-------- SEITE

# Fernsehbeitrag über Abzockseiten



## dieAntwortTV (8 Februar 2008)

Hallo!

Die Fernsehproduktionsfirma dieAntwortTV sucht für einen Fernsehbeitrag über Internetabzockseiten wie [noparse]www.[EDIT].de[/noparse] dringend Menschen, die eine solche Seite besucht haben und jetzt mit Zahlungsaufforderungen oder Mahnungen belästigt werden oder die Abogebühren bezahlt haben.
Mit unserem Fernsehbeitrag wollen wir auf die unseriösen Maschen dieser Seiten aufmerksam machen und möglichst viele Menschen davor warnen.

Wenn Sie auf eine Abzockseite hereingefallen seid und Lust habt, in einem Fernehbeitrag andere Menschen zu warnen, meldet euch bitte hier oder schickt eine Mail an [email protected]!

Danke schon mal im Voraus!

DieAntwortTV


----------



## dieAntwortTV (15 Februar 2008)

*AW: Fernsehbeitrag über Abzockseiten*

Hallo zusammen!

Wir suchen nur noch nach Betroffenen, die an die Betreiber dieser Abzockseiten aus Angst vor negativen Konsequenzen Geld bezahlt haben.

Bitte meldet euch, wenn ihr daran interessiert seid, an einem Fernsehbeitrag teilzunehmen.

Danke schon mal im Voraus!

dieAntwortTV


----------



## eilenna (17 Februar 2008)

*AW: Fernsehbeitrag über Abzockseiten*

hallo,

auch ich habe meinen ersten beitrag bezahlt, da ich damals diese internetseite noch nicht gefunden hatte. wie soll ich mich verhalten, wenn der nächste beitrag fällig wird und wo kann ich kündigen, wenn die briefe dort erst gar nicht ankommen?

ich finde das ist eine riesige abzocke, da sollte man wirklich was tun, dass nicht noch mehr leute aus angst zahlen.

eilenna:wall:


----------

----------------

ZU BEARBEITENDE AUFGABEN
A. Nach welchen Personen sucht dieAntwortTV laut dem Beitrag vom 15. Februar 2008 auf der Seite über Abzockseiten nur noch?
B. Schreiben Sie aus der Seite über Abzockseiten den Abschnitt von „Die Fernsehproduktionsfirma dieAntwortTV“ bis „Abogebühren bezahlt haben.“ wortgetreu ab.
Die Daten sind eigenständiges Material und gehören nicht zur Seite.

-------- VORLIEGENDE DATEN

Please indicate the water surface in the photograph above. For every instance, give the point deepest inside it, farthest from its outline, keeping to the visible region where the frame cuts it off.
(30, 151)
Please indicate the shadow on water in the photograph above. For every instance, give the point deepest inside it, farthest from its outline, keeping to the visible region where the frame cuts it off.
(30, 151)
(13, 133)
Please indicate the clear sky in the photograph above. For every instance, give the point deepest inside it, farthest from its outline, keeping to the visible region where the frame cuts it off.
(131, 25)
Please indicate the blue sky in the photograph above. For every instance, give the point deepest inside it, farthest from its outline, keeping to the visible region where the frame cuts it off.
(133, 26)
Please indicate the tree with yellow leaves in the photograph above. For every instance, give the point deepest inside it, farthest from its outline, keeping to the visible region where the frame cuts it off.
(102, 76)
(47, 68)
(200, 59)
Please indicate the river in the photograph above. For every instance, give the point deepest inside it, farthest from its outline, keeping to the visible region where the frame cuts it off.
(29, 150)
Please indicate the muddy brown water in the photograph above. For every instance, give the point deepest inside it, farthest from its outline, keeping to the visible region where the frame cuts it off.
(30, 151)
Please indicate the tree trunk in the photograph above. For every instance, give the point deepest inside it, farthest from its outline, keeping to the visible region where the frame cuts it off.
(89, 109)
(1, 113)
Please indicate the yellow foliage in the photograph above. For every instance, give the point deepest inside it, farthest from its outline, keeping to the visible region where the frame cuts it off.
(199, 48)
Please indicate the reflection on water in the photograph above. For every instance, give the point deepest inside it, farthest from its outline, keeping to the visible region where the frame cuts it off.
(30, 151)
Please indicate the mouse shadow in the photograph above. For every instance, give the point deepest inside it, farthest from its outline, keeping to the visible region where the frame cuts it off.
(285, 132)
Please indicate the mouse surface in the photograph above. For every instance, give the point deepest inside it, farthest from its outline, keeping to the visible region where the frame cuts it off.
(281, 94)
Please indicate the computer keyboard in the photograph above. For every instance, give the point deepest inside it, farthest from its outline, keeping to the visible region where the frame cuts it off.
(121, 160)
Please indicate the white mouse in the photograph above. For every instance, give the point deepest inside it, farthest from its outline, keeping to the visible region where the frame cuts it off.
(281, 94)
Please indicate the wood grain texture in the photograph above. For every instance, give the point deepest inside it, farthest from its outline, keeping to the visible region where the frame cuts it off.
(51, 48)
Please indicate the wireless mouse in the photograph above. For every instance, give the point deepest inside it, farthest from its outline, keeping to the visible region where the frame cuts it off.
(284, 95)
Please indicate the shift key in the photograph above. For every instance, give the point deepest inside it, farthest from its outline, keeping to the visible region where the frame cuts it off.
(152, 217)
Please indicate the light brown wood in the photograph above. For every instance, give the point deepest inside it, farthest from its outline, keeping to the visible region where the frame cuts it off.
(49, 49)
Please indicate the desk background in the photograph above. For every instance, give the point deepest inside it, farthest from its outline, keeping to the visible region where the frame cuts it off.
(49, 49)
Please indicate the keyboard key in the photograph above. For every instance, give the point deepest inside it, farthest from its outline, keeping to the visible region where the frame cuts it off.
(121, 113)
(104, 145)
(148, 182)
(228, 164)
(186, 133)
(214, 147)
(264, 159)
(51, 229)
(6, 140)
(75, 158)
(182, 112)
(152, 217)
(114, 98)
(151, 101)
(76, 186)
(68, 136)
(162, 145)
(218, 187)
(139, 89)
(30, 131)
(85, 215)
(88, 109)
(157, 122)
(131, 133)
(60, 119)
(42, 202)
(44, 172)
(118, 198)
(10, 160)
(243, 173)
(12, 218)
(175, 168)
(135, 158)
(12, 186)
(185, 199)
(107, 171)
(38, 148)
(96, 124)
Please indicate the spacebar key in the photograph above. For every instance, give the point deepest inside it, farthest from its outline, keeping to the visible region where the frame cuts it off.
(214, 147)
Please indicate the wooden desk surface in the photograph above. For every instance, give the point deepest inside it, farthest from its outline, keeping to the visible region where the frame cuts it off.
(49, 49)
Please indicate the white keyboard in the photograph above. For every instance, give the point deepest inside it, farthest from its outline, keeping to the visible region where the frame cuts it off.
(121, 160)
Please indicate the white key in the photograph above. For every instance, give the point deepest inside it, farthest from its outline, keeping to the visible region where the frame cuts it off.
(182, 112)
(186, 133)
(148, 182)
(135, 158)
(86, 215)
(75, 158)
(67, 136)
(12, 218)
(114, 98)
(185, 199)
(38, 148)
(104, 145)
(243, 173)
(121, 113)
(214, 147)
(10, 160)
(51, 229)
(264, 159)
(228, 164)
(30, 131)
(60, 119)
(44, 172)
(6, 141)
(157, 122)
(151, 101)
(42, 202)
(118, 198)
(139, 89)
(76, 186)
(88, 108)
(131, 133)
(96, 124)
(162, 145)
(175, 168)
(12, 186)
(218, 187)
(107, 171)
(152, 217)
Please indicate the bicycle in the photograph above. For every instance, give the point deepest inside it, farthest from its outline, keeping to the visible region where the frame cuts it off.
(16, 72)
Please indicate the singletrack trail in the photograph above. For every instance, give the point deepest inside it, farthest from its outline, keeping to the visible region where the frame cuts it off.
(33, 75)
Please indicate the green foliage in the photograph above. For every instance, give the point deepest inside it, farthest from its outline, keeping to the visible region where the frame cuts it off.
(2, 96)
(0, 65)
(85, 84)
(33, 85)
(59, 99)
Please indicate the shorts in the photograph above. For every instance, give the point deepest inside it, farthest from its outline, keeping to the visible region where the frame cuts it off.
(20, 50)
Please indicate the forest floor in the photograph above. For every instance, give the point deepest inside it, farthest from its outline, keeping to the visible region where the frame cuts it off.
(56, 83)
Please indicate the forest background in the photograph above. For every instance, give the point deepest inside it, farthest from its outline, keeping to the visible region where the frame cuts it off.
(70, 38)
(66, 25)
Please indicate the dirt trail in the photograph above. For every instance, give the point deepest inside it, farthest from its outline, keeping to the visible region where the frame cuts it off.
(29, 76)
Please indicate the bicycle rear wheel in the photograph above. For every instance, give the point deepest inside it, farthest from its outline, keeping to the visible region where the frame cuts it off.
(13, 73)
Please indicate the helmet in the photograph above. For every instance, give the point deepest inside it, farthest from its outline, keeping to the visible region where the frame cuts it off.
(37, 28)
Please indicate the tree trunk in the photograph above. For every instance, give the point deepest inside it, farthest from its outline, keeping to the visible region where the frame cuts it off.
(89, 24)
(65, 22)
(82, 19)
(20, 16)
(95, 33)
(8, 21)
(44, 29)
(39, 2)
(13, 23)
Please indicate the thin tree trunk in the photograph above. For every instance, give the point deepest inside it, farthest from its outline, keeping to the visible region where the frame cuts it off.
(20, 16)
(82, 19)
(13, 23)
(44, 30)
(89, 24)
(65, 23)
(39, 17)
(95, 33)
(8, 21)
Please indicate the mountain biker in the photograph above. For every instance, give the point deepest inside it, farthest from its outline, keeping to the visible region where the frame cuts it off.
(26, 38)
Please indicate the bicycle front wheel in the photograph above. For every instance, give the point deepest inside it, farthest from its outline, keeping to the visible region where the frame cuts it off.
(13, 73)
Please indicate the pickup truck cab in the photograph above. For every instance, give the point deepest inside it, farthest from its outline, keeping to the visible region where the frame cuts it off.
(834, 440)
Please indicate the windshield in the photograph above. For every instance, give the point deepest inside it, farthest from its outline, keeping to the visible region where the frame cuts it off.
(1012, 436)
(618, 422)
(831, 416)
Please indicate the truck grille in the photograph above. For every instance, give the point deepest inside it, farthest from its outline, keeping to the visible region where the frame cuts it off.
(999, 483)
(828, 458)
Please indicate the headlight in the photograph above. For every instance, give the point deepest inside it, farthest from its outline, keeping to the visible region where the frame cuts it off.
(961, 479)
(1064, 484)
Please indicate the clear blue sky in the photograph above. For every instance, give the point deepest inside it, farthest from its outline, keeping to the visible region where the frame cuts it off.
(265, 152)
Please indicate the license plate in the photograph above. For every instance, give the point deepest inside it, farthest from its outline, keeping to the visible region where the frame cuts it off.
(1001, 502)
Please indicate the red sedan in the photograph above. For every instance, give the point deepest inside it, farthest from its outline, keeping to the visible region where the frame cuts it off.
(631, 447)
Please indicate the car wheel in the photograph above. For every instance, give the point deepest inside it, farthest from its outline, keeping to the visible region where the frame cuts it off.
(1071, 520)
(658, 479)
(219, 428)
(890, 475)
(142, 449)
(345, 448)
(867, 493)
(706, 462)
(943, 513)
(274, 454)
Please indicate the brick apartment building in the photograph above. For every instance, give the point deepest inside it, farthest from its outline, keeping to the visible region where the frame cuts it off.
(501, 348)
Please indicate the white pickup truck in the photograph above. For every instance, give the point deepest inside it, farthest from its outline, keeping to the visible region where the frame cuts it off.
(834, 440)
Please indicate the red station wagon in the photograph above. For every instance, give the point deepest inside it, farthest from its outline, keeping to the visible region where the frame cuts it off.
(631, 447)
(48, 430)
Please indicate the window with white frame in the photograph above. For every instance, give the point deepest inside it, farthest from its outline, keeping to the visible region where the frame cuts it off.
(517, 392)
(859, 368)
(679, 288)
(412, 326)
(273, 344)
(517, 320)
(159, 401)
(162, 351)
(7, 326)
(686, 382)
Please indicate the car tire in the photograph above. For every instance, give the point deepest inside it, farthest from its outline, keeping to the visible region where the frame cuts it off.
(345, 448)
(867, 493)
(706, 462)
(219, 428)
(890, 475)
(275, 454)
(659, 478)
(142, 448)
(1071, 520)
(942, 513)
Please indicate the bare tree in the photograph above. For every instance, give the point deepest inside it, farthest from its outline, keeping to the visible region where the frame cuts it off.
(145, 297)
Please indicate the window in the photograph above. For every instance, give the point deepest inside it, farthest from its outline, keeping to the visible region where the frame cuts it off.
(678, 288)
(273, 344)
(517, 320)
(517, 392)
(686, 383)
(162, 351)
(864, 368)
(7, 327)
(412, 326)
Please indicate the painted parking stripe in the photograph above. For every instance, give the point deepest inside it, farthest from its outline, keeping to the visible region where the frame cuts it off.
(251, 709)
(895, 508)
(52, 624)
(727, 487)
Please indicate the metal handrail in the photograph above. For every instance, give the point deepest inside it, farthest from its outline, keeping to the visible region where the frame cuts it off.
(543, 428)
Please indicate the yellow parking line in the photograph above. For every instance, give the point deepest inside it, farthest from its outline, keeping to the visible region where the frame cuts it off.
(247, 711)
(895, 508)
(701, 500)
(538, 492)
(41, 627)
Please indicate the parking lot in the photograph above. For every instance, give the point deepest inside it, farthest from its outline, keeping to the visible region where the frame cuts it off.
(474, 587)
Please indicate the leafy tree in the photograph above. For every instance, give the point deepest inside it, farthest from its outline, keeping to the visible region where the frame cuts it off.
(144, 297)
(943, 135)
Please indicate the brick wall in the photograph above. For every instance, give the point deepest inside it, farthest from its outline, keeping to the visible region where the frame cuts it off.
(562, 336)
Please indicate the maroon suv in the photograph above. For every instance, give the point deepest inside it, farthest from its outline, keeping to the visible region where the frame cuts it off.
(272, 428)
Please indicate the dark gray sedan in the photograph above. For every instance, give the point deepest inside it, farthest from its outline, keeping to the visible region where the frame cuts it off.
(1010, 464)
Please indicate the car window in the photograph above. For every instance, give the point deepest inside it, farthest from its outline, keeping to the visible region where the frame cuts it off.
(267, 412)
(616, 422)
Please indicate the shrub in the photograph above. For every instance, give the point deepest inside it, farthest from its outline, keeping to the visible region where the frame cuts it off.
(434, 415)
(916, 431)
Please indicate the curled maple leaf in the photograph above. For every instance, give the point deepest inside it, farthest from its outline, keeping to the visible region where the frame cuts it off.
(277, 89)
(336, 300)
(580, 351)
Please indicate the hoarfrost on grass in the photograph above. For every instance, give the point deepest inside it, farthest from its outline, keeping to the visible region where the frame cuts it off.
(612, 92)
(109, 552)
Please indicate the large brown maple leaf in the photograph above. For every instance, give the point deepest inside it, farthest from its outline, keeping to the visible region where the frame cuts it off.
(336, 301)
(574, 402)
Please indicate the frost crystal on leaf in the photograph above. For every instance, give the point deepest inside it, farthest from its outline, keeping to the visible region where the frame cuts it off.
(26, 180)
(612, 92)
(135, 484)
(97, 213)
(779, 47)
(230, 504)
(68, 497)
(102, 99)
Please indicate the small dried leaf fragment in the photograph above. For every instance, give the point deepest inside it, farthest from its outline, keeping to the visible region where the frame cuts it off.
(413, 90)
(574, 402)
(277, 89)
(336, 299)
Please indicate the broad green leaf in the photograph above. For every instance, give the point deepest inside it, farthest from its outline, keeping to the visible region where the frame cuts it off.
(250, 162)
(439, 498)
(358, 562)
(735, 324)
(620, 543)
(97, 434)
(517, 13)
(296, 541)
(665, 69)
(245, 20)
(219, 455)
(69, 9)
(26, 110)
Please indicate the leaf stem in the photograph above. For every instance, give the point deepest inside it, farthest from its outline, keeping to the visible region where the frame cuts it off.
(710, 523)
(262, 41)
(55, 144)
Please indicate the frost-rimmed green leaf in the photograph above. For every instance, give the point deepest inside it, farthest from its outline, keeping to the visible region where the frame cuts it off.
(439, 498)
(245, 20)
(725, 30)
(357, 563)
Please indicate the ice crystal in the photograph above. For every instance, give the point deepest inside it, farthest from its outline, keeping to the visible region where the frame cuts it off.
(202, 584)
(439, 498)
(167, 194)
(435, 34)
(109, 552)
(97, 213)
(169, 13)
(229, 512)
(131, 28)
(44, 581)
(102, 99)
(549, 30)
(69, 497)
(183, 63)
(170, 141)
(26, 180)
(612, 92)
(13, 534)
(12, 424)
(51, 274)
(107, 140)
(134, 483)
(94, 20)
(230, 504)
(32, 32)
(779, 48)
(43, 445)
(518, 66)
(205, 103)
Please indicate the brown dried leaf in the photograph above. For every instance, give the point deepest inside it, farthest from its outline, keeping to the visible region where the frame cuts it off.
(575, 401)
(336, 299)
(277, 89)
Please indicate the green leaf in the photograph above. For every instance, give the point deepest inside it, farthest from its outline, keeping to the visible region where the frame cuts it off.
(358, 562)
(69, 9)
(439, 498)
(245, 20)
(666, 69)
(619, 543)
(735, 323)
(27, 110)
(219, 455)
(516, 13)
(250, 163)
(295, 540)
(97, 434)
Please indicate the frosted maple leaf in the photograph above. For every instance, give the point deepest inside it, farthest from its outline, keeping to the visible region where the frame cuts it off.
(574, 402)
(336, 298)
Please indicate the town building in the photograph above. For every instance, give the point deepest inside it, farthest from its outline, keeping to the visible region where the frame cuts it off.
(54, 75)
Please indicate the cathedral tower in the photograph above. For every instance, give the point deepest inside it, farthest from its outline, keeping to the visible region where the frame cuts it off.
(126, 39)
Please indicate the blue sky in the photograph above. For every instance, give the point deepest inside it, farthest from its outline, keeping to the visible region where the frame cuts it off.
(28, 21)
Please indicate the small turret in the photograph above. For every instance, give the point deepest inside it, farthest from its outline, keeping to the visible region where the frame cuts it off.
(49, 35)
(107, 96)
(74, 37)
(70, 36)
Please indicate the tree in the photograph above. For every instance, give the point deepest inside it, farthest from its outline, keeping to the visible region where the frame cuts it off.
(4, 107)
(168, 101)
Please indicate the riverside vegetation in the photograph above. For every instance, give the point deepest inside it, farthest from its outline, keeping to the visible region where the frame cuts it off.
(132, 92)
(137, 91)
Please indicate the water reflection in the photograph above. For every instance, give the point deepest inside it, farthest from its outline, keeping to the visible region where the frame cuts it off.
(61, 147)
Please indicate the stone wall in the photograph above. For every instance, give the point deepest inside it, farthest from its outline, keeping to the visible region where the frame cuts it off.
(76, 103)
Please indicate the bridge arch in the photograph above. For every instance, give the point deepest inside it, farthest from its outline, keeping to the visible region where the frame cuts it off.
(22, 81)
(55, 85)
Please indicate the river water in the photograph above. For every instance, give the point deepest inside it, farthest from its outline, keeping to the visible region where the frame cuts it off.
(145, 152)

----------------

LÖSUNGEN
A. Nach Betroffenen, die an die Betreiber dieser Abzockseiten aus Angst vor negativen Konsequenzen Geld bezahlt haben.

B.
Die Fernsehproduktionsfirma dieAntwortTV sucht für einen Fernsehbeitrag über Internetabzockseiten wie [noparse]www.[EDIT].de[/noparse] dringend Menschen, die eine solche Seite besucht haben und jetzt mit Zahlungsaufforderungen oder Mahnungen belästigt werden oder die Abogebühren bezahlt haben.